> [The problem]
Carry on the reflection below about public health communication during the COVID-19 pandemic, starting right after its last sentence.

This summarizes a significant failing of not just the pandemic response but in a number of ways how US medicine has evolved both due to the commercialization (and corporate hegemony) of medical practice, but also thanks to a trend to emphasize the biochemical aspects of disease while losing the nuance of PATIENT care.

Public health lost its voice, in some ways because of information overload and in others because we were reluctant to face the online harassment when we made a pronouncement that wasn’t;t favored by some pundits, with or without knowledge and discipline training. I, for one, was so overloaded that my attempts to communicate often sounded much more like how I’d write a critical review of a journal article, or for that matter, a journal article. To that point, my organization essentially assigned a proof-reader to translate my missives for non-medical consumption, and that was who my target audience really was. The sad part is, one-on-one with a patient and/or patient family, I usually do pretty well. Before COVID, I did pretty well in mass communication.

Bush (Jr) established a working group to look at pandemics and preparation for future outbreaks. Obama, to the amazement of that working group, kept the core essentially in tact. The Trump administration essentially shredded the playbook n 2017, and scattered the team to a variety of agencies or lost them to academia and industry. In 2020, the long-term NIH, FDA and CDC personnel had knowledge of the earlier planning, and articulated parts of the plan as best they could, but a lot of what was lost was the background and basis for the recommendations, including historical perspective and numerical modeling (including ensembles of different initial conditions to demonstrate spread of various mitigations). That left a hole that MIGHT have helped explain where we were coming from. We also suffered from the fact that SARS-CoV-2 and COVID-19 was the most studied and documented outbreak ever. We had most of the science, messy as it really is, directly observed and criticized (as opposed to critiqued) thanks to the Internet. By the lay public who never has trained in the nuance of infectious disease, or epidemiology. Yet, we’ve seen said lay public want to debate findings by experts as peers, and taking exception when we identified flaws in their debating logic. To date, I’ve had professional disagreements with others trained in the fields, but the most direct attacks I’ve had have been from non-medical people. Not all my online profiles define my background, so perhaps they could be forgiven if they thought my only expertise was in, say, the Global Positioning System and its uses in geodesy (or even systems design), but one should understand that not everyone’s as simple, nor as linear as others.

> [Entries drawn from a collection]
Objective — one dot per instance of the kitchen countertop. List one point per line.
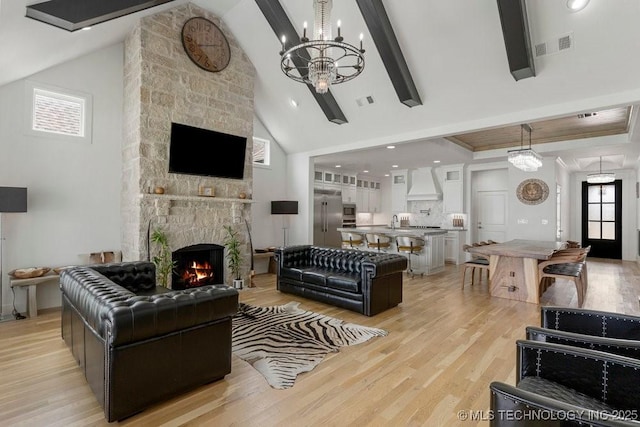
(399, 231)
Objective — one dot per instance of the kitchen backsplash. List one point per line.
(429, 213)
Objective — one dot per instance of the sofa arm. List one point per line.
(629, 348)
(383, 265)
(140, 317)
(513, 407)
(292, 256)
(591, 322)
(611, 378)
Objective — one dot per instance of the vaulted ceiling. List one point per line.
(455, 53)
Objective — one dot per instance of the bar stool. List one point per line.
(411, 246)
(378, 241)
(352, 240)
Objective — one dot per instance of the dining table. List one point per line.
(513, 267)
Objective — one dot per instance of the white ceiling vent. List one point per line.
(555, 45)
(365, 100)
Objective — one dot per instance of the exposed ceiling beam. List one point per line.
(375, 16)
(72, 15)
(515, 29)
(281, 25)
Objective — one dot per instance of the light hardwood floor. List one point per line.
(445, 345)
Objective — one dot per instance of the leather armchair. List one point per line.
(559, 385)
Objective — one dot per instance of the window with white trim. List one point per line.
(261, 151)
(58, 113)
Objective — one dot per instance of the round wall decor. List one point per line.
(532, 191)
(205, 44)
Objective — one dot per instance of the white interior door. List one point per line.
(491, 216)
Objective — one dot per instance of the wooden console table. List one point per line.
(513, 267)
(31, 284)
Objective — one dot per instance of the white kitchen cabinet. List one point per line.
(453, 189)
(453, 252)
(399, 188)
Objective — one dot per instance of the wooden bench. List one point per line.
(31, 285)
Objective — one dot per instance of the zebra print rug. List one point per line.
(284, 341)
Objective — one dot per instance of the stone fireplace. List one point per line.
(162, 86)
(198, 265)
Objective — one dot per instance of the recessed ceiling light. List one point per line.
(577, 5)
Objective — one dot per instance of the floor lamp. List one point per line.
(284, 207)
(12, 199)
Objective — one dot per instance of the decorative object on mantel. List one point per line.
(532, 191)
(29, 273)
(601, 177)
(234, 255)
(284, 341)
(525, 159)
(163, 261)
(205, 44)
(12, 199)
(206, 191)
(321, 70)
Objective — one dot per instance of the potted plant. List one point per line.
(234, 256)
(163, 261)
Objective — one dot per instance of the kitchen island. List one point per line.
(429, 261)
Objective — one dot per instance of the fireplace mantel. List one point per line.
(194, 198)
(163, 202)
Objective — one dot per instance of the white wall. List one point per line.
(269, 183)
(533, 222)
(73, 188)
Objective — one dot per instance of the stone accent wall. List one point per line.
(162, 85)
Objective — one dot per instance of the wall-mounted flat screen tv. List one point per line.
(196, 151)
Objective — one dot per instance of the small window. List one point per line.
(58, 113)
(261, 152)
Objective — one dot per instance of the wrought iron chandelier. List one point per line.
(525, 159)
(322, 60)
(601, 177)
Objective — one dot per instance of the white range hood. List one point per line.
(424, 185)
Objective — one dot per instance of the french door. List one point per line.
(602, 219)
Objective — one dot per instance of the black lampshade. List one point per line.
(284, 207)
(13, 199)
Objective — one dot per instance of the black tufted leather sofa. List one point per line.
(366, 282)
(139, 344)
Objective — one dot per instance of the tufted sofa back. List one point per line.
(136, 277)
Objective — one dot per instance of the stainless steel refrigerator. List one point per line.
(327, 218)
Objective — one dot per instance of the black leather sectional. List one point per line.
(138, 344)
(366, 282)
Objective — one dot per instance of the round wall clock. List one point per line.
(205, 44)
(532, 191)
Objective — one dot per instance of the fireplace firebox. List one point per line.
(198, 265)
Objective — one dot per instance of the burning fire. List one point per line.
(197, 272)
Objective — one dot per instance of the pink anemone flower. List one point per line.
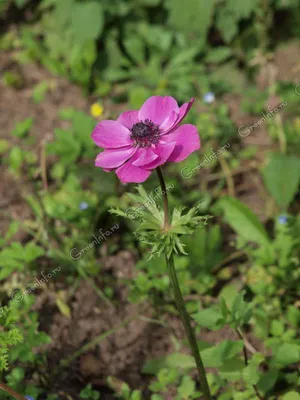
(140, 141)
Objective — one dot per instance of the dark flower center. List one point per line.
(144, 134)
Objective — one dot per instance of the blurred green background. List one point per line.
(103, 324)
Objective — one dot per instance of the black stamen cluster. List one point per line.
(144, 134)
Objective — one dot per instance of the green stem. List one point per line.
(165, 196)
(10, 391)
(189, 331)
(188, 327)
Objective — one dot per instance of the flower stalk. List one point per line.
(189, 331)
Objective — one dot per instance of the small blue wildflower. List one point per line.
(282, 219)
(83, 206)
(209, 97)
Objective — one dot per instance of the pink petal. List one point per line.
(129, 118)
(145, 156)
(163, 150)
(111, 135)
(187, 141)
(114, 158)
(183, 110)
(158, 108)
(129, 173)
(169, 122)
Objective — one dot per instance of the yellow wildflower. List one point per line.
(96, 110)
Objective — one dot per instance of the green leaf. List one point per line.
(243, 221)
(287, 354)
(218, 355)
(180, 360)
(291, 396)
(251, 373)
(22, 128)
(218, 54)
(282, 177)
(87, 21)
(242, 8)
(186, 388)
(268, 380)
(209, 318)
(197, 17)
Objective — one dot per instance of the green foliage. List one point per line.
(9, 336)
(151, 229)
(282, 178)
(89, 393)
(240, 217)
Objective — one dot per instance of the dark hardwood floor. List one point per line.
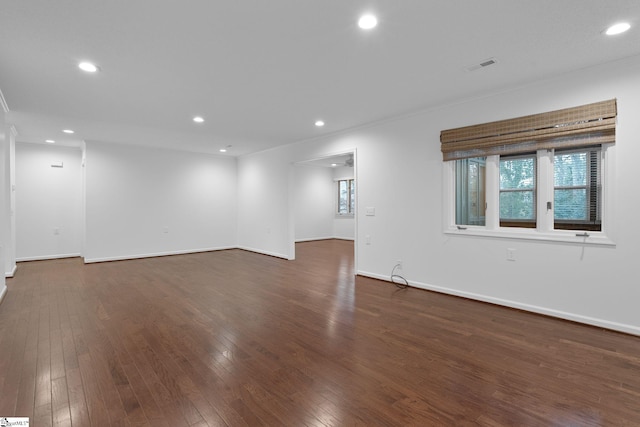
(241, 339)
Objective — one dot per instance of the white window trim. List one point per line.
(336, 191)
(544, 230)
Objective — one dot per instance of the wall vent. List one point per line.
(485, 63)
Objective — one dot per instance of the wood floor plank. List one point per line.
(237, 338)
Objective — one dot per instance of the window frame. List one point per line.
(544, 230)
(351, 185)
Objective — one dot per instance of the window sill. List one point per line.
(594, 238)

> [Solved problem]
For the record, George W’s creating of the pandemic planning panel was a master-stroke and was as apolitical as we could hope, and they were allowed to find and employ some of the finest, of not necessarily conformist, minds out there.

We haven’t learned, as a society, too many of the lessons from the 1918 influenza pandemic. We have decided that our own perceptions of individual rights and freedoms supersede public health laws and scientific recommendations based on known facts at the time, even if they could be revised or superseded as we learned more about the clinical manifestations of the disease process, infection, therapeutics, and clinical procedures. I can recall a discussion in the summer of 2020 where our group chat decided we’d start thinking of COVID as a vascular actor rather than purely a respiratory actor. Now we know many/most organ systems are affected including the cellular immune system.